» **STATED GOAL**
Set the data down again, exactly as it reads, but without the pictures.

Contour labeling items
◆ ◆ ◆ ◆ ◆

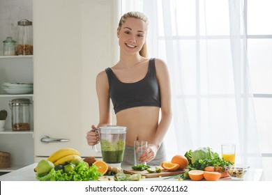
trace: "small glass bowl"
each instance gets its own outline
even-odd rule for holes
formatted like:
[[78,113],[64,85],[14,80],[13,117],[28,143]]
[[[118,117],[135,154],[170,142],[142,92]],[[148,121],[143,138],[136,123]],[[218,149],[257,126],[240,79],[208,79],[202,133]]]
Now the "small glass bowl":
[[234,166],[227,166],[226,170],[232,180],[242,180],[249,168],[250,166],[245,164],[235,164]]

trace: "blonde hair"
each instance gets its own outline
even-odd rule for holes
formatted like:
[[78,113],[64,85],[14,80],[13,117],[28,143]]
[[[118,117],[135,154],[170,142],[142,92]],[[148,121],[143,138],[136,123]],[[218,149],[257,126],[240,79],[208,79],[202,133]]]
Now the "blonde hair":
[[[118,25],[118,30],[120,31],[121,28],[122,27],[123,24],[126,22],[126,20],[130,17],[133,17],[135,19],[139,19],[144,21],[146,24],[146,29],[149,26],[149,20],[147,17],[140,12],[128,12],[123,15],[123,16],[121,17],[119,24]],[[147,58],[147,47],[146,47],[146,42],[144,42],[144,45],[142,46],[141,50],[139,52],[139,54],[144,57]]]

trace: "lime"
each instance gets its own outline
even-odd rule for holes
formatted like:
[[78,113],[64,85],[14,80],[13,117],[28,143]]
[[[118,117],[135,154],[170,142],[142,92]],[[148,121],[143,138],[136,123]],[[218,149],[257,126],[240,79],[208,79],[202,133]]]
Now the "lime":
[[71,161],[71,163],[73,164],[75,164],[75,166],[79,165],[83,161],[82,159],[74,159]]
[[156,172],[157,172],[157,173],[162,172],[162,169],[160,169],[160,167],[158,167],[158,166],[155,166],[155,170],[156,170]]
[[63,167],[63,165],[62,164],[59,164],[59,165],[56,165],[54,168],[55,171],[59,171],[59,170],[63,170],[64,167]]
[[48,173],[54,167],[54,164],[52,162],[47,159],[42,159],[38,163],[37,173],[38,174]]
[[72,164],[66,164],[64,166],[64,172],[65,173],[69,173],[70,171],[73,171],[75,169],[75,166]]
[[149,173],[155,173],[156,171],[156,169],[155,167],[152,167],[152,168],[149,168],[146,169],[147,172],[149,172]]

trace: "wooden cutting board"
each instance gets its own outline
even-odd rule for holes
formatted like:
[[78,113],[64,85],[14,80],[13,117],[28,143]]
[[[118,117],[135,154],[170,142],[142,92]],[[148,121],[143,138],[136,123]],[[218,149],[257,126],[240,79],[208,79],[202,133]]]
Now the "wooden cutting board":
[[127,174],[139,173],[139,174],[141,174],[142,176],[145,176],[146,178],[158,178],[160,176],[166,177],[166,176],[177,176],[177,175],[182,174],[182,173],[185,173],[186,171],[186,170],[176,170],[176,171],[167,171],[166,169],[163,169],[162,172],[160,172],[160,173],[156,173],[155,172],[153,173],[150,173],[146,170],[142,171],[134,171],[133,169],[124,169],[124,170],[123,170],[123,172],[124,173],[127,173]]

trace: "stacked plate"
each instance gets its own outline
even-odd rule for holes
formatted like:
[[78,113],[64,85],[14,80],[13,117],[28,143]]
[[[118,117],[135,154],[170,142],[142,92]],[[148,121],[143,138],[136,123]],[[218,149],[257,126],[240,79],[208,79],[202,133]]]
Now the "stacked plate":
[[8,94],[29,94],[33,93],[32,83],[3,83],[1,88]]

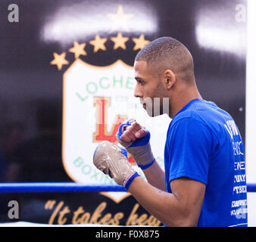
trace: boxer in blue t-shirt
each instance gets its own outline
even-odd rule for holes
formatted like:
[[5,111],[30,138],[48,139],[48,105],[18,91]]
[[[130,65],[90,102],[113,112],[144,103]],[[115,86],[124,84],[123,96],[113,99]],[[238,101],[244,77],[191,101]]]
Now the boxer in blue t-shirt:
[[147,182],[126,151],[108,141],[98,146],[94,164],[166,226],[247,226],[242,140],[231,116],[202,99],[189,51],[174,39],[159,38],[137,54],[134,70],[134,95],[148,114],[172,119],[165,171],[155,162],[149,132],[133,119],[120,126],[117,138]]

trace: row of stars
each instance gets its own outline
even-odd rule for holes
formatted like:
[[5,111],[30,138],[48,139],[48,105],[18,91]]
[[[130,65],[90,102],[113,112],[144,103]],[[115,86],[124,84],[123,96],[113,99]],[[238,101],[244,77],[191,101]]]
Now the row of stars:
[[[121,33],[118,33],[116,37],[110,38],[114,42],[114,50],[121,48],[123,50],[126,49],[126,42],[129,40],[129,37],[123,37]],[[99,35],[95,36],[95,39],[89,42],[89,44],[94,46],[93,51],[95,53],[98,50],[106,51],[105,43],[107,42],[108,38],[101,38]],[[145,39],[145,36],[141,34],[139,38],[133,38],[135,43],[133,48],[134,51],[142,48],[145,45],[149,43],[148,40]],[[84,50],[86,44],[79,44],[77,42],[73,42],[73,47],[69,49],[69,52],[73,53],[75,58],[77,59],[80,55],[86,55],[87,53]],[[53,53],[54,60],[51,61],[51,65],[56,65],[58,70],[62,69],[63,65],[67,65],[69,62],[65,59],[66,53],[63,52],[61,54],[56,52]]]

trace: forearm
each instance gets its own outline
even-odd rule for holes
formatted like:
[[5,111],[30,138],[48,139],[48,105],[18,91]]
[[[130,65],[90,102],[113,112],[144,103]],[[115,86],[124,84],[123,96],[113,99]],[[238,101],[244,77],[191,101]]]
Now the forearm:
[[180,201],[172,194],[159,190],[136,178],[129,192],[151,215],[167,226],[189,226],[187,215]]
[[165,191],[164,172],[156,161],[152,166],[142,171],[149,184],[158,189]]

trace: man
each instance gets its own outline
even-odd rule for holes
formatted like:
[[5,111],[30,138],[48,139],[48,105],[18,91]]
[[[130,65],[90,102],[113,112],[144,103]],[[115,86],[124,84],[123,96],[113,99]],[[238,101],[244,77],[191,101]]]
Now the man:
[[[148,182],[108,141],[97,147],[95,165],[167,226],[247,226],[242,138],[231,116],[201,97],[189,50],[172,38],[158,39],[138,53],[134,70],[135,97],[150,116],[169,110],[172,119],[165,172],[151,151],[149,132],[135,119],[123,123],[117,137]],[[160,108],[154,105],[155,98]]]

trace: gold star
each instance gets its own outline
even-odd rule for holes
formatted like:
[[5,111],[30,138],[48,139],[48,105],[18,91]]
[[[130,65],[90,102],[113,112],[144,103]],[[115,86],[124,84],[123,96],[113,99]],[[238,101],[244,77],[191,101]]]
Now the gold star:
[[111,39],[114,42],[114,49],[116,50],[117,48],[121,48],[124,50],[126,49],[125,42],[129,40],[128,37],[123,37],[122,33],[120,32],[117,37],[112,37]]
[[86,43],[78,44],[76,41],[73,42],[73,47],[69,49],[70,52],[73,52],[75,54],[75,58],[77,59],[80,54],[86,55],[84,48]]
[[117,12],[116,14],[108,14],[107,16],[113,20],[111,32],[118,28],[123,28],[125,31],[129,32],[127,26],[128,20],[133,17],[133,14],[124,14],[122,5],[118,6]]
[[99,36],[99,35],[95,36],[95,39],[94,40],[91,40],[89,43],[94,46],[94,52],[97,52],[99,49],[102,51],[106,50],[106,47],[105,46],[105,42],[108,40],[107,38],[102,38]]
[[133,40],[135,42],[133,51],[142,48],[145,45],[150,42],[149,40],[145,39],[145,36],[143,34],[141,34],[139,38],[133,38]]
[[63,52],[61,54],[58,54],[56,52],[53,53],[55,59],[51,61],[51,65],[56,65],[58,70],[61,70],[63,65],[68,64],[68,61],[65,59],[66,53]]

◆ ◆ ◆ ◆ ◆

» **RESULT**
trace: "small glass bowl"
each instance gets its own outline
even-odd rule for holes
formatted like:
[[78,113],[64,85],[14,80],[13,117],[28,143]]
[[[118,117],[135,154],[170,142],[142,92]],[[148,121],[143,138],[136,123]],[[218,149],[257,126],[240,79],[208,79],[202,133]]]
Now the "small glass bowl":
[[234,166],[227,166],[226,170],[232,180],[242,180],[249,168],[250,166],[245,164],[235,164]]

trace: "blonde hair"
each instance gets its own outline
even-odd rule for holes
formatted like:
[[78,113],[64,85],[14,80],[13,117],[28,143]]
[[[118,117],[135,154],[170,142],[142,92]],[[148,121],[143,138],[136,123]],[[218,149],[257,126],[240,79],[208,79],[202,133]]]
Now the "blonde hair":
[[[118,25],[118,30],[120,31],[121,28],[122,27],[123,24],[126,22],[126,20],[130,17],[133,17],[135,19],[139,19],[144,21],[146,24],[146,29],[149,26],[149,20],[147,17],[140,12],[128,12],[123,15],[123,16],[121,17],[119,24]],[[147,58],[147,47],[146,47],[146,42],[144,42],[144,45],[142,46],[141,50],[139,52],[139,54],[144,57]]]

trace: "lime"
each instance gets its own outline
even-odd rule for holes
formatted like:
[[78,113],[64,85],[14,80],[13,117],[28,143]]
[[[118,117],[135,154],[170,142],[142,92]],[[148,121],[143,138],[136,123]],[[218,149],[257,126],[240,79],[208,79],[202,133]]]
Now the "lime":
[[71,161],[71,163],[73,164],[75,164],[75,166],[79,165],[83,161],[82,159],[74,159]]
[[156,172],[157,172],[157,173],[162,172],[162,169],[160,169],[160,167],[158,167],[158,166],[155,166],[155,170],[156,170]]
[[63,167],[63,165],[62,164],[59,164],[59,165],[56,165],[54,168],[55,171],[59,171],[59,170],[63,170],[64,167]]
[[48,173],[54,167],[54,164],[52,162],[47,159],[42,159],[38,163],[37,173],[38,174]]
[[72,164],[66,164],[64,166],[64,172],[65,173],[69,173],[70,171],[73,171],[75,169],[75,166]]
[[149,173],[155,173],[156,171],[156,169],[155,167],[152,167],[152,168],[149,168],[146,169],[147,172],[149,172]]

trace: "wooden cutting board"
each instance gets its own outline
even-odd rule for holes
formatted like:
[[78,113],[64,85],[14,80],[13,117],[28,143]]
[[[118,117],[135,154],[170,142],[142,92]],[[148,121],[143,138],[136,123]],[[218,149],[257,126],[240,79],[208,79],[202,133]]]
Now the "wooden cutting board":
[[127,174],[139,173],[139,174],[141,174],[142,176],[145,176],[146,178],[158,178],[160,176],[166,177],[166,176],[177,176],[177,175],[182,174],[182,173],[185,173],[186,171],[186,170],[176,170],[176,171],[167,171],[166,169],[163,169],[162,172],[160,172],[160,173],[156,173],[155,172],[153,173],[150,173],[146,170],[142,171],[134,171],[133,169],[124,169],[124,170],[123,170],[123,172],[124,173],[127,173]]

trace: "stacked plate"
each instance gets its own outline
even-odd rule for holes
formatted like:
[[78,113],[64,85],[14,80],[13,117],[28,143]]
[[[118,117],[135,154],[170,142],[142,92]],[[148,121],[143,138],[136,123]],[[218,149],[257,126],[240,79],[208,79],[202,133]]]
Now the "stacked plate":
[[8,94],[29,94],[33,93],[32,83],[3,83],[1,88]]

trace: boxer in blue t-shirt
each instance gets its own outline
even-odd rule for holes
formatted like:
[[5,111],[30,138],[48,139],[48,105],[18,91]]
[[[130,65],[90,102],[113,112],[144,103]],[[115,86],[124,84],[123,96],[113,99]],[[238,101],[244,77],[191,101]]]
Now the boxer in blue t-shirt:
[[147,182],[126,151],[108,141],[98,146],[94,164],[166,226],[247,226],[242,140],[231,116],[202,99],[189,51],[174,39],[159,38],[137,54],[134,70],[134,95],[148,114],[172,119],[165,171],[155,162],[149,132],[133,119],[120,126],[117,138]]

trace: row of stars
each instance gets its own outline
even-odd rule for holes
formatted like:
[[5,111],[30,138],[48,139],[48,105],[18,91]]
[[[130,65],[90,102],[113,112],[144,103]],[[115,86],[124,84],[123,96],[113,99]],[[238,101],[244,77],[191,101]]]
Now the row of stars:
[[[121,33],[118,33],[116,37],[110,38],[114,42],[114,50],[121,48],[123,50],[126,49],[126,42],[129,40],[129,37],[123,37]],[[99,35],[95,36],[95,39],[89,42],[89,44],[94,46],[93,51],[95,53],[98,50],[106,51],[105,43],[107,42],[108,38],[101,38]],[[145,39],[145,36],[141,34],[139,38],[133,38],[135,43],[133,48],[134,51],[142,48],[145,45],[149,43],[148,40]],[[84,50],[86,44],[79,44],[77,42],[73,42],[73,47],[69,49],[69,52],[73,53],[75,58],[77,59],[80,55],[86,55],[87,53]],[[53,53],[54,60],[51,61],[51,65],[56,65],[58,70],[62,69],[63,65],[67,65],[69,62],[65,59],[66,53],[63,52],[61,54],[56,52]]]

trace: forearm
each instance gets its own outline
even-odd rule for holes
formatted like:
[[5,111],[30,138],[48,139],[48,105],[18,91]]
[[[130,65],[90,102],[113,112],[144,103]],[[115,86],[124,84],[123,96],[113,99]],[[238,101],[244,77],[191,101]]]
Now the forearm:
[[180,201],[172,194],[159,190],[136,178],[129,192],[151,215],[167,226],[189,226],[187,215]]
[[165,191],[164,172],[156,161],[152,166],[142,171],[149,184],[158,189]]

trace: man
each instance gets its own outline
even-odd rule for holes
formatted like:
[[5,111],[30,138],[48,139],[48,105],[18,91]]
[[[130,65],[90,102],[113,112],[144,103]],[[115,86],[124,84],[123,96],[113,99]],[[238,101],[244,77],[191,101]]]
Now the man:
[[[148,182],[108,141],[97,147],[95,165],[167,226],[247,226],[242,138],[231,116],[201,97],[189,50],[172,38],[158,39],[138,53],[134,70],[135,97],[150,116],[169,110],[172,119],[165,172],[151,151],[149,132],[135,119],[123,123],[117,137]],[[160,108],[154,105],[155,98]]]

trace: gold star
each instance gets its own outline
even-odd rule for holes
formatted like:
[[5,111],[30,138],[48,139],[48,105],[18,91]]
[[[130,65],[90,102],[113,112],[144,103]],[[115,86],[124,84],[123,96],[113,99]],[[238,101],[244,77],[191,101]]]
Now the gold star:
[[111,39],[114,42],[114,49],[116,50],[117,48],[121,48],[124,50],[126,49],[125,42],[129,40],[128,37],[123,37],[122,33],[120,32],[117,37],[112,37]]
[[86,43],[78,44],[76,41],[73,42],[73,47],[69,49],[70,52],[73,52],[75,54],[75,58],[77,59],[80,54],[86,55],[84,48]]
[[117,12],[116,14],[108,14],[107,16],[113,20],[111,32],[118,28],[123,28],[125,31],[129,32],[127,26],[128,20],[133,17],[133,14],[124,14],[122,5],[118,6]]
[[99,36],[99,35],[95,36],[95,39],[94,40],[91,40],[89,43],[94,46],[94,52],[97,52],[99,49],[102,51],[106,50],[106,47],[105,46],[105,42],[108,40],[107,38],[102,38]]
[[133,40],[135,42],[133,51],[142,48],[145,45],[150,42],[149,40],[145,39],[145,36],[143,34],[141,34],[139,38],[133,38]]
[[63,52],[61,54],[58,54],[56,52],[53,53],[55,59],[51,61],[51,65],[56,65],[58,70],[61,70],[63,65],[68,64],[68,61],[65,59],[66,53]]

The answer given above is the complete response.